[Opening EXERCISE DATA section]
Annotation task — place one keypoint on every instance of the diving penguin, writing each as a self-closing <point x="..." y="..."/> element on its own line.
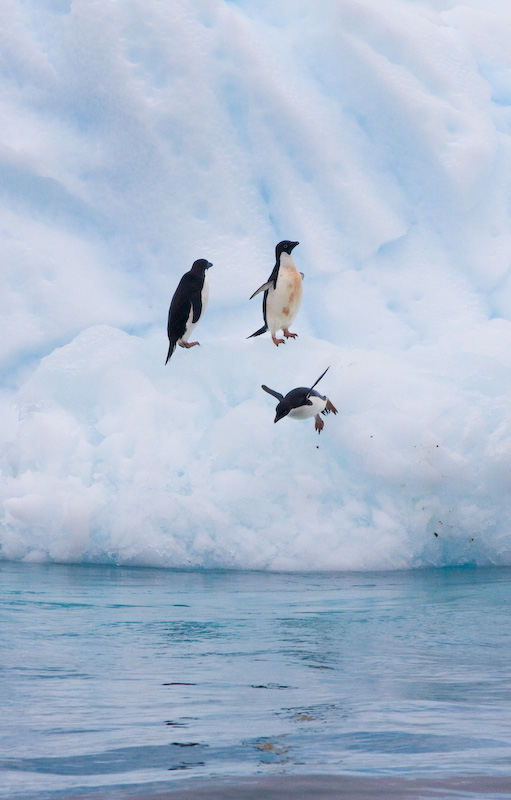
<point x="188" y="305"/>
<point x="303" y="403"/>
<point x="282" y="294"/>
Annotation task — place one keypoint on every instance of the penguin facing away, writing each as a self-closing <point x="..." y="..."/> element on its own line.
<point x="188" y="305"/>
<point x="302" y="403"/>
<point x="282" y="294"/>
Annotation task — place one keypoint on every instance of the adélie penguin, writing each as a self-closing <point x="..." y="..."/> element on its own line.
<point x="302" y="403"/>
<point x="188" y="305"/>
<point x="282" y="294"/>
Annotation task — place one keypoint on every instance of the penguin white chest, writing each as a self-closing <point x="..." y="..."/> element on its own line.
<point x="190" y="324"/>
<point x="304" y="412"/>
<point x="283" y="302"/>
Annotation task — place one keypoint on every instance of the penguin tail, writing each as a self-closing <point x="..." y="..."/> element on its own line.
<point x="259" y="332"/>
<point x="172" y="347"/>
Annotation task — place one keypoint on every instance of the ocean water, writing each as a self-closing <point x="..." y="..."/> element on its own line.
<point x="121" y="681"/>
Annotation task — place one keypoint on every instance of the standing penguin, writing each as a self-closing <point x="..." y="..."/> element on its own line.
<point x="303" y="403"/>
<point x="188" y="305"/>
<point x="282" y="294"/>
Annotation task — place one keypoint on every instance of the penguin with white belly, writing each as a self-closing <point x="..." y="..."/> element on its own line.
<point x="302" y="403"/>
<point x="188" y="305"/>
<point x="282" y="294"/>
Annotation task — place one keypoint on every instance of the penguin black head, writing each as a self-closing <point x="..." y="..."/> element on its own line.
<point x="284" y="247"/>
<point x="201" y="265"/>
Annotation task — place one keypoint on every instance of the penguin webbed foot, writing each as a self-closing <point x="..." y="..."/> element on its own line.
<point x="319" y="424"/>
<point x="277" y="341"/>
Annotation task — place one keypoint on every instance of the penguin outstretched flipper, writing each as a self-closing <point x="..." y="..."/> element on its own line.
<point x="318" y="380"/>
<point x="188" y="305"/>
<point x="278" y="395"/>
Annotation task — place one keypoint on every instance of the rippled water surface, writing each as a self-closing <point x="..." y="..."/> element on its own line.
<point x="136" y="677"/>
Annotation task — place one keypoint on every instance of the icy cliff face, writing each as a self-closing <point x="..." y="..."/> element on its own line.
<point x="140" y="136"/>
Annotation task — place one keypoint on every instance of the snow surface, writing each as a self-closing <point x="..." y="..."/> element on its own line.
<point x="138" y="136"/>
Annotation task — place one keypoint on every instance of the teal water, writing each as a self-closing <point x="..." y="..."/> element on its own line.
<point x="116" y="677"/>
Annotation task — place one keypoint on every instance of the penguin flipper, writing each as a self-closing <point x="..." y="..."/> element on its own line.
<point x="196" y="306"/>
<point x="172" y="347"/>
<point x="259" y="332"/>
<point x="318" y="380"/>
<point x="278" y="395"/>
<point x="263" y="288"/>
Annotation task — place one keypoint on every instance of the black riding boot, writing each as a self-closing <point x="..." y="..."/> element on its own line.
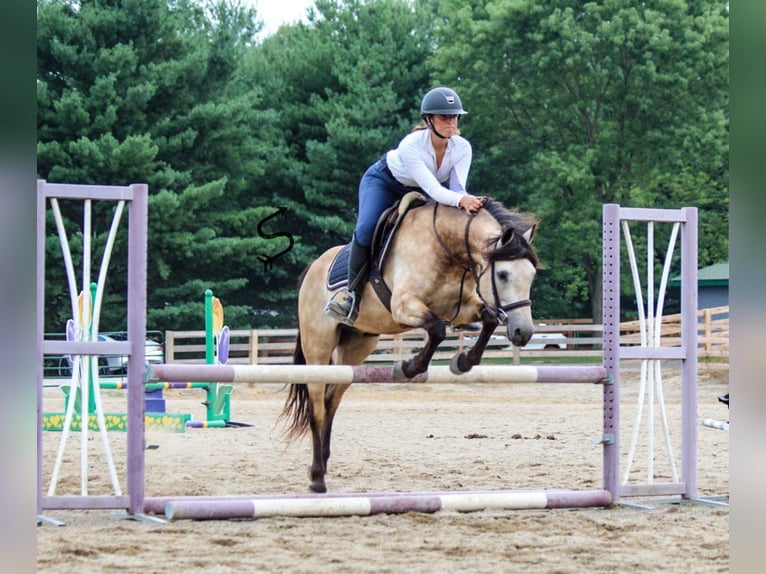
<point x="343" y="306"/>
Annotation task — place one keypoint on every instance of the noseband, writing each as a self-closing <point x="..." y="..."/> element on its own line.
<point x="497" y="311"/>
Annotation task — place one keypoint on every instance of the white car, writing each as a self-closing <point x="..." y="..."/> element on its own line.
<point x="540" y="341"/>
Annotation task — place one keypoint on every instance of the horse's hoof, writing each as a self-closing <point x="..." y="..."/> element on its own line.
<point x="455" y="366"/>
<point x="318" y="487"/>
<point x="397" y="373"/>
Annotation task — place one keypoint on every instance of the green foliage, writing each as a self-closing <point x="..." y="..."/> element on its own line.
<point x="594" y="103"/>
<point x="253" y="149"/>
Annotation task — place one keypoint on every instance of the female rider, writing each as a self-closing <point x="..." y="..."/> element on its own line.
<point x="433" y="158"/>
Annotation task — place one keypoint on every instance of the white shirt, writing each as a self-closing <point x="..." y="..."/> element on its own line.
<point x="413" y="163"/>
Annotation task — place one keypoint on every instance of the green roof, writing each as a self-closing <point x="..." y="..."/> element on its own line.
<point x="710" y="276"/>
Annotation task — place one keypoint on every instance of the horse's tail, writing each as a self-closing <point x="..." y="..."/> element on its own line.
<point x="297" y="405"/>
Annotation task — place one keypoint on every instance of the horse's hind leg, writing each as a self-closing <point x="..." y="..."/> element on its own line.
<point x="353" y="348"/>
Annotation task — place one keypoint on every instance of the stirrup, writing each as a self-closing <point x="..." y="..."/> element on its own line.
<point x="342" y="307"/>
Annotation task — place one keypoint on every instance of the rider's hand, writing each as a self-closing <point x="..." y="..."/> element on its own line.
<point x="471" y="203"/>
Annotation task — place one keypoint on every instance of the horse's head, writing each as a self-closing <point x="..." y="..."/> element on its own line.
<point x="511" y="264"/>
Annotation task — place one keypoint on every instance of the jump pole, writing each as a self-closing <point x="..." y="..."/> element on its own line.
<point x="343" y="374"/>
<point x="380" y="503"/>
<point x="224" y="507"/>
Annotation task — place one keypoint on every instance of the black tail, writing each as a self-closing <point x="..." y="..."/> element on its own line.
<point x="297" y="409"/>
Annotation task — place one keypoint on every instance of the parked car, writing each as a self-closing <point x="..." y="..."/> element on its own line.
<point x="108" y="365"/>
<point x="154" y="353"/>
<point x="115" y="365"/>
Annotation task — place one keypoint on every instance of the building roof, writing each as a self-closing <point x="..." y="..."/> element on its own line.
<point x="710" y="276"/>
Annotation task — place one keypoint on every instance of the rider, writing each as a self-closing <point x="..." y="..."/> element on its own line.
<point x="433" y="158"/>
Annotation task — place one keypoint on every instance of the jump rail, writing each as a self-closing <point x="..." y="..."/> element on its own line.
<point x="648" y="351"/>
<point x="378" y="503"/>
<point x="342" y="374"/>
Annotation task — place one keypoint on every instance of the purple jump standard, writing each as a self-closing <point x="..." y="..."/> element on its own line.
<point x="368" y="504"/>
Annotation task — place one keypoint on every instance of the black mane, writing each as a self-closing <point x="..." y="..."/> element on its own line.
<point x="518" y="247"/>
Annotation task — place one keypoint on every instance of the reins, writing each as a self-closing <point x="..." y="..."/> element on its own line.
<point x="499" y="312"/>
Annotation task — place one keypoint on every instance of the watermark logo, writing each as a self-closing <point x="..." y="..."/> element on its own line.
<point x="268" y="260"/>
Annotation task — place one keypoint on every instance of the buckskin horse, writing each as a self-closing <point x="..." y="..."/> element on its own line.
<point x="442" y="266"/>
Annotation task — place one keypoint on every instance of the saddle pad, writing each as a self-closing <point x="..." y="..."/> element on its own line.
<point x="337" y="277"/>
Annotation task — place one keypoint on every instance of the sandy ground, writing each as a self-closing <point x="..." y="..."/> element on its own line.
<point x="403" y="438"/>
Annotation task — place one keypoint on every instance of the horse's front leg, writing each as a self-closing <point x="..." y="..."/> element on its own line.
<point x="467" y="360"/>
<point x="317" y="423"/>
<point x="437" y="332"/>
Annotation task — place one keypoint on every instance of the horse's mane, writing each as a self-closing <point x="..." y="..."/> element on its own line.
<point x="508" y="219"/>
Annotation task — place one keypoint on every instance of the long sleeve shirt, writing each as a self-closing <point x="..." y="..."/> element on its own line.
<point x="413" y="163"/>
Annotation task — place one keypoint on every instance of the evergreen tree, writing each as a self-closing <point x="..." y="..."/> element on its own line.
<point x="582" y="104"/>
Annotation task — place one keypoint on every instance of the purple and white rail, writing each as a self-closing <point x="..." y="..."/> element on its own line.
<point x="365" y="504"/>
<point x="136" y="503"/>
<point x="342" y="374"/>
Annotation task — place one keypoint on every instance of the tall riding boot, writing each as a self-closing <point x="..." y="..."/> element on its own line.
<point x="343" y="306"/>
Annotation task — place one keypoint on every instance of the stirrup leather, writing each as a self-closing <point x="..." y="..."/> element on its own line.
<point x="342" y="307"/>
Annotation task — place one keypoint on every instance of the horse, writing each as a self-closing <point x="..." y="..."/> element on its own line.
<point x="443" y="267"/>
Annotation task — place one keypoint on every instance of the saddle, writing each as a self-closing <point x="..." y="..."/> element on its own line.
<point x="385" y="229"/>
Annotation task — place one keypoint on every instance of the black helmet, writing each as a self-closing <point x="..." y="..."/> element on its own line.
<point x="442" y="101"/>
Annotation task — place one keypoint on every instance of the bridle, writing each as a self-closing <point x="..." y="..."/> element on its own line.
<point x="497" y="311"/>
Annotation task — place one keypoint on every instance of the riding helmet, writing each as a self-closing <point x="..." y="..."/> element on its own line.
<point x="441" y="101"/>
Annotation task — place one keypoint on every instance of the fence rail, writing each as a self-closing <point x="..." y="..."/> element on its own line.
<point x="582" y="339"/>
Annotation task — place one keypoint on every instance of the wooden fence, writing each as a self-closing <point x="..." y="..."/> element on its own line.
<point x="583" y="342"/>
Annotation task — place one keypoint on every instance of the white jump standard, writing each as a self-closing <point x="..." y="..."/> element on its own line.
<point x="134" y="501"/>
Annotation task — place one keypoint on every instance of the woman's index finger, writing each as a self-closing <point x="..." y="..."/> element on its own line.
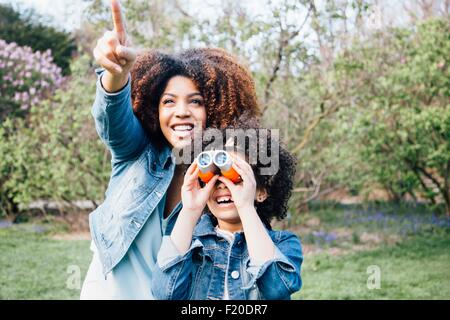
<point x="118" y="21"/>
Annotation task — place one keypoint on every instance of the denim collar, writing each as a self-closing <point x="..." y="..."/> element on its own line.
<point x="165" y="155"/>
<point x="204" y="227"/>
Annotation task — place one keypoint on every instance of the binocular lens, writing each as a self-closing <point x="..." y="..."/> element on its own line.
<point x="221" y="158"/>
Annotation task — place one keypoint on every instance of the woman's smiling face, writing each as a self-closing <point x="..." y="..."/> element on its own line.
<point x="181" y="108"/>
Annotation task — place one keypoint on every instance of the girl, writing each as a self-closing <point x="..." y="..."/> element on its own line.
<point x="140" y="117"/>
<point x="231" y="252"/>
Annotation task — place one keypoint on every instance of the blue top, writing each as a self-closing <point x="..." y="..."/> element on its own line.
<point x="213" y="267"/>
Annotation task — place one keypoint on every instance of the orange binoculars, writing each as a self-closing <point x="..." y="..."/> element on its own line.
<point x="210" y="162"/>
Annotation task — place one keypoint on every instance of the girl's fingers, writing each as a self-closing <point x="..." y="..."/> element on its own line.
<point x="193" y="176"/>
<point x="191" y="168"/>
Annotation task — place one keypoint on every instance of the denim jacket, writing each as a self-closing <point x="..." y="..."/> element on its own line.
<point x="140" y="176"/>
<point x="200" y="273"/>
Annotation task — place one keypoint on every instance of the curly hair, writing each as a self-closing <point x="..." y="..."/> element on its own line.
<point x="225" y="84"/>
<point x="278" y="185"/>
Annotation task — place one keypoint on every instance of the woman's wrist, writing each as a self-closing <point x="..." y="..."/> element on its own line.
<point x="113" y="83"/>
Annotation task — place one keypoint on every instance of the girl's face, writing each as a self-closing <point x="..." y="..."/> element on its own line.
[Closing EXERCISE DATA section]
*TASK DIRECTIONS:*
Reply with an exact copy of the lines running from the one containing "of the orange" through the end of the entries above, both ends included.

*ANSWER SPACE:*
Annotation task — place one keypoint on every instance of the orange binoculars, writing each as a self-closing <point x="..." y="..."/> element on its own line.
<point x="210" y="162"/>
Annotation task — place one keypoint on every instance of the girl's fingers, writing each as a self-closing <point x="..." y="..."/> element on its own line.
<point x="193" y="176"/>
<point x="191" y="168"/>
Annotation task — place one keypoint on every instance of the denim jacket, writing each as a self-closing <point x="..." y="..."/> element on its own line.
<point x="140" y="176"/>
<point x="200" y="273"/>
Annotation task — place one keypoint on every instance of the curly hair, writing each as a self-closing <point x="..." y="..."/> element on its own line.
<point x="225" y="84"/>
<point x="278" y="185"/>
Annotation task — place one keypoint on every instance of the woman's wrist, writing each as a self-closing <point x="..." y="..."/> element on its own line.
<point x="113" y="83"/>
Annotation task — place one keypoint on every instance of the girl's face, writing each as a self-closing <point x="..." y="..."/> element on its own line.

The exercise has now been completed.